◆ 给定要求 1
在这页数学题答案中,第1题所问的"矩形具有而平行四边形不一定具有的性质"是什么?
◆ 给定要求 2
请从这页数学题答案中引用一段原文:以“2025年学霸题中题八年级数学下册苏科版第44页答案”开头,一直到“2,则AC的长为 ( )”为止。

◆ 所示文段
----------
2025年学霸题中题八年级数学下册苏科版第44页答案
1.(十堰中考)矩形具有而平行四边形不一定具有的性质是 ( )
A. 对边相等
B. 对角相等
C. 对角线相等
D. 对角线互相平分

答案

C
2.(2024·甘肃中考)如图,在矩形ABCD中,对角线AC、BD相交于点O,∠ABD = 60°,AB = 2,则AC的长为 ( )
A. 6
B. 5
C. 4
D. 3
  第2题

答案

C
3.(2024·青岛期中)如图,在矩形ABCD中,对角线AC、BD相交于点O,AE⊥BD于点E,若∠DAE:∠BAE = 3:1,则∠EAC为 ( )
A. 22.5°
B. 30°
C. 45°
D. 35°
  第3题

答案

C
4.(2023·台州中考改编)如图,矩形ABCD中,AB = 2,AD = 3.在边AD上取一点E,使BE = BC,过点C作CF⊥BE,垂足为点F,则BF的长为________.
 第4题

答案

$\sqrt{5}$
5.(2024·无锡期中)如图,延长矩形ABCD的边BC至点E,使CE = BD,连接AE,若∠DBC = 40°,则∠E =________°.
----------
◆ 所列条目
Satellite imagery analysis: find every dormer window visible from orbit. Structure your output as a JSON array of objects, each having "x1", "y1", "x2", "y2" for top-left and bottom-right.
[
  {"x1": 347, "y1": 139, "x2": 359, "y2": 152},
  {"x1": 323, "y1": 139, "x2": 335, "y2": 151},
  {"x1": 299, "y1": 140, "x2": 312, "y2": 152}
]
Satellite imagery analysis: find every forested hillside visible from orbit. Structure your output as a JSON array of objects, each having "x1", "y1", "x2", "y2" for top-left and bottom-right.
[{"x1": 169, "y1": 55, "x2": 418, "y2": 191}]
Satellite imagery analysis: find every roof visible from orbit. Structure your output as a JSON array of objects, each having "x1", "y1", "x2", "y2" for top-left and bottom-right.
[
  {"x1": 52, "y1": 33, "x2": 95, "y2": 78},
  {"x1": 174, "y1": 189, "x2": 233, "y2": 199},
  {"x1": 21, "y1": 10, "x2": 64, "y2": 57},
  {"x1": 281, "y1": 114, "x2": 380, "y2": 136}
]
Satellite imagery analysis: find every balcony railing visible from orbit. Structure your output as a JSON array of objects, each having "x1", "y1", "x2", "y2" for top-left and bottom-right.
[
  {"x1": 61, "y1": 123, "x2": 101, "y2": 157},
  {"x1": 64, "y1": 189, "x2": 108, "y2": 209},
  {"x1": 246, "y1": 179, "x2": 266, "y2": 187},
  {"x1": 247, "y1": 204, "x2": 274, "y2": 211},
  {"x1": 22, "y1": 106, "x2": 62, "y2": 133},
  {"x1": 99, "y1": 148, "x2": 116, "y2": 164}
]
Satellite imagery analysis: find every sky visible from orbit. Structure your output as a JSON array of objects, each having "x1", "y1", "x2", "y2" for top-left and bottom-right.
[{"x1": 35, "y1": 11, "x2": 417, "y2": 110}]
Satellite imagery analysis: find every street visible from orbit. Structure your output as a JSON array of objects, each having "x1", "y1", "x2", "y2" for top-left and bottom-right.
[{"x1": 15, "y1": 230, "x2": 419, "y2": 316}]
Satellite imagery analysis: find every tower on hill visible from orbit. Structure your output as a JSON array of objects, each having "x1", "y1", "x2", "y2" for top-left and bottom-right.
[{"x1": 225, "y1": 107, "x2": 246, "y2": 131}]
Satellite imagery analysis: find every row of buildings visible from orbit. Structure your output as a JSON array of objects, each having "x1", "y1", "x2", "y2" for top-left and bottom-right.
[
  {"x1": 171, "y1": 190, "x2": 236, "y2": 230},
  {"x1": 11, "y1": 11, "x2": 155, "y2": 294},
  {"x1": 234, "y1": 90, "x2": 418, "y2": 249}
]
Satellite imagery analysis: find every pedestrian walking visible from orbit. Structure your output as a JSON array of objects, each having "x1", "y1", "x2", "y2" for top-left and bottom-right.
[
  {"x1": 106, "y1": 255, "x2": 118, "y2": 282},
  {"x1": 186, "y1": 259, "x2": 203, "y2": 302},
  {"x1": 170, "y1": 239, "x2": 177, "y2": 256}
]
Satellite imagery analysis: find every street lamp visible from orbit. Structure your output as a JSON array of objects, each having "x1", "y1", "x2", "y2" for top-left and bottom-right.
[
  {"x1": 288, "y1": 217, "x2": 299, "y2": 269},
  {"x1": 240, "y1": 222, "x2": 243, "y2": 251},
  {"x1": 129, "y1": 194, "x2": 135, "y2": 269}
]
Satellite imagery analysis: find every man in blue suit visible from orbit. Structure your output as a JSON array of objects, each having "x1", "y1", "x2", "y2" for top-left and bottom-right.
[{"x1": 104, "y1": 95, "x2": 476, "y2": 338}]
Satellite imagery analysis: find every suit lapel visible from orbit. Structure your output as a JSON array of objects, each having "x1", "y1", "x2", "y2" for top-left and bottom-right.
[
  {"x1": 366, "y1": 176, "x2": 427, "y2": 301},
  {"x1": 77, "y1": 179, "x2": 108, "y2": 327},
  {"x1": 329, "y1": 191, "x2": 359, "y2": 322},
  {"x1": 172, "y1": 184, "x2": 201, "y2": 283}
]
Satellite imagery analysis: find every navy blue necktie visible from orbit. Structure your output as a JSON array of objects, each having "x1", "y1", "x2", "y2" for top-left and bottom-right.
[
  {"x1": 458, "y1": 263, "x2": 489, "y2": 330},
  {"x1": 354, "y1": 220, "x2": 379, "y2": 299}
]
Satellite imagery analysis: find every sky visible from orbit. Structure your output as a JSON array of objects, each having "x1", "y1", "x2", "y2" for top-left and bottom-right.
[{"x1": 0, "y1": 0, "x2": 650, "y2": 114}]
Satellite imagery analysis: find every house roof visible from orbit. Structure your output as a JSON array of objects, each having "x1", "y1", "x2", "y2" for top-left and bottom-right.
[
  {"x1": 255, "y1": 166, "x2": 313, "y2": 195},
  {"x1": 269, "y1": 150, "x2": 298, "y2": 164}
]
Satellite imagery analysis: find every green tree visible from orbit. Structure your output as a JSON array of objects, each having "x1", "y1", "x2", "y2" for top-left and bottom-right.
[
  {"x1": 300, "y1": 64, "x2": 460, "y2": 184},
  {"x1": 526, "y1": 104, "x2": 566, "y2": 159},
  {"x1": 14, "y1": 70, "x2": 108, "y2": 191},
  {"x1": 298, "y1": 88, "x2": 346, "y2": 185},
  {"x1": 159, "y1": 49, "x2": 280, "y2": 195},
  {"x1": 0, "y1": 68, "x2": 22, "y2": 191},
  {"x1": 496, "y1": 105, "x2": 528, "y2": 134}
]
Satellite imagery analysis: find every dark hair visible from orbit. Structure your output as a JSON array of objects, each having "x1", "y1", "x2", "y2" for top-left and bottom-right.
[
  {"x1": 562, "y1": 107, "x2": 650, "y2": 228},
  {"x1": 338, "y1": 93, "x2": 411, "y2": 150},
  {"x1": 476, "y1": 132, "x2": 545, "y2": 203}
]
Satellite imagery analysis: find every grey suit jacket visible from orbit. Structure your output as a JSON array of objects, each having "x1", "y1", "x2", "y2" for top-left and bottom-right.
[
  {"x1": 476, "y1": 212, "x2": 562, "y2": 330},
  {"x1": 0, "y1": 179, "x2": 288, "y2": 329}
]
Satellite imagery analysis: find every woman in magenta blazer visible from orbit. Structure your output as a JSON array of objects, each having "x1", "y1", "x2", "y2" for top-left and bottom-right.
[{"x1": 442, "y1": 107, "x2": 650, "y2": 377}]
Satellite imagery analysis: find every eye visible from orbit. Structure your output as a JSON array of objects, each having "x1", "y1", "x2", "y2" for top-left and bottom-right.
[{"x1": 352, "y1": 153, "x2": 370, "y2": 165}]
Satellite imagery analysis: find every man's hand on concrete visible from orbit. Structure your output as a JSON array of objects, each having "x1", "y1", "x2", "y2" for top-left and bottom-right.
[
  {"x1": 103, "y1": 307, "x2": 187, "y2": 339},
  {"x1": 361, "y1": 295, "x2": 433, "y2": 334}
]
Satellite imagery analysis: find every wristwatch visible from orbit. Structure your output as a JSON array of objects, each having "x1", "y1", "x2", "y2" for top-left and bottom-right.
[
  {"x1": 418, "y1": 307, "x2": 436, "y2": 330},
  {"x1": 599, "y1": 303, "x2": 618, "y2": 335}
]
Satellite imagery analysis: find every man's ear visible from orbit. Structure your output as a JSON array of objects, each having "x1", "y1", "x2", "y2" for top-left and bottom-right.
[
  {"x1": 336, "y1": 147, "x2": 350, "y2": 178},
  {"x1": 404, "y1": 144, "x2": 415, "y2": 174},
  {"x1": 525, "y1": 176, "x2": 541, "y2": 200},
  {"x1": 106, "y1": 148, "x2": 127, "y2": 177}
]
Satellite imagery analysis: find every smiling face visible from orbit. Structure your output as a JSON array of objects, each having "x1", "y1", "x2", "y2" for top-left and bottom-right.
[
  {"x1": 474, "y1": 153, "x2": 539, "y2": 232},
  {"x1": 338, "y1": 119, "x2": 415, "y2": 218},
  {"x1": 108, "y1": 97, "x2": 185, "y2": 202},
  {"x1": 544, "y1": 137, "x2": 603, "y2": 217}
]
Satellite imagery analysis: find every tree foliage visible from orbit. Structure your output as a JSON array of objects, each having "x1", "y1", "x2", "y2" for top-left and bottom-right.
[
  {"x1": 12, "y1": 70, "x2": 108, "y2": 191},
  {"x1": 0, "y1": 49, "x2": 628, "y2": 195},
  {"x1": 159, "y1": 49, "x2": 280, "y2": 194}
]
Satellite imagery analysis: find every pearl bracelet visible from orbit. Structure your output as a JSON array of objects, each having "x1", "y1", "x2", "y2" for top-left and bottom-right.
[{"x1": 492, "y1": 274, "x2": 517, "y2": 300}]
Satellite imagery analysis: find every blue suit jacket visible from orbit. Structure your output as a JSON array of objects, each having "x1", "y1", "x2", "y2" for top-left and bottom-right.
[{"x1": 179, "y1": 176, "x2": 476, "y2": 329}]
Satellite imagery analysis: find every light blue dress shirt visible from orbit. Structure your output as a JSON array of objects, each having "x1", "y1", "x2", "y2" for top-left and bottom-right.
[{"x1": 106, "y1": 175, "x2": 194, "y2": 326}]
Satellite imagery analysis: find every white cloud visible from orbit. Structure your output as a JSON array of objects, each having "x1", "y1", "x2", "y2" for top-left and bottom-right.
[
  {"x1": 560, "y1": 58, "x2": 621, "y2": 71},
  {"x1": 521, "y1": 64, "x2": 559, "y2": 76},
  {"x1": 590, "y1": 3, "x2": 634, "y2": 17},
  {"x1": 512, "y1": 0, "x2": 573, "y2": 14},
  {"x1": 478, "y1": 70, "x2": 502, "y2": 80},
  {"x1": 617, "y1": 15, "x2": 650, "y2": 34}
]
----------
◆ 最终答案 1
对角线相等(选项C)。

◆ 最终答案 2
2025年学霸题中题八年级数学下册苏科版第44页答案
1.(十堰中考)矩形具有而平行四边形不一定具有的性质是 ( )
A. 对边相等
B. 对角相等
C. 对角线相等
D. 对角线互相平分

答案

C
2.(2024·甘肃中考)如图,在矩形ABCD中,对角线AC、BD相交于点O,∠ABD = 60°,AB = 2,则AC的长为 ( )